> **Task to carry out**:
From the line containing "Where can the white" to the very last line of the data below, transcribe everything exactly and nothing more.

> **Given information**:
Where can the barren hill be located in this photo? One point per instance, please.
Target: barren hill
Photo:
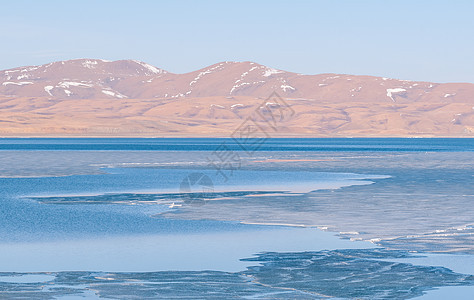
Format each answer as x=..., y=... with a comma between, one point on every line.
x=91, y=97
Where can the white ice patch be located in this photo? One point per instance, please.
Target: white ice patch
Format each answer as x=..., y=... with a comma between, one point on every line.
x=17, y=83
x=23, y=76
x=285, y=87
x=270, y=71
x=90, y=64
x=48, y=89
x=216, y=105
x=67, y=84
x=209, y=71
x=150, y=68
x=390, y=92
x=113, y=94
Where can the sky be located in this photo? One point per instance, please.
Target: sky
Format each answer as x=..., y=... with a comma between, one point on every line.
x=411, y=40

> **Exercise response**:
Where can the white ice patch be located in this photo? One point per instance, please.
Target: white ice patch
Format each answer as x=..., y=... with a comma between, one point on every line.
x=17, y=83
x=23, y=76
x=285, y=87
x=270, y=71
x=90, y=64
x=48, y=89
x=216, y=105
x=67, y=84
x=209, y=71
x=150, y=68
x=390, y=92
x=113, y=94
Where can the sky be located in this photo? One point per instance, please.
Target: sky
Format each answer as x=..., y=... with a comma between, one point on every line.
x=411, y=40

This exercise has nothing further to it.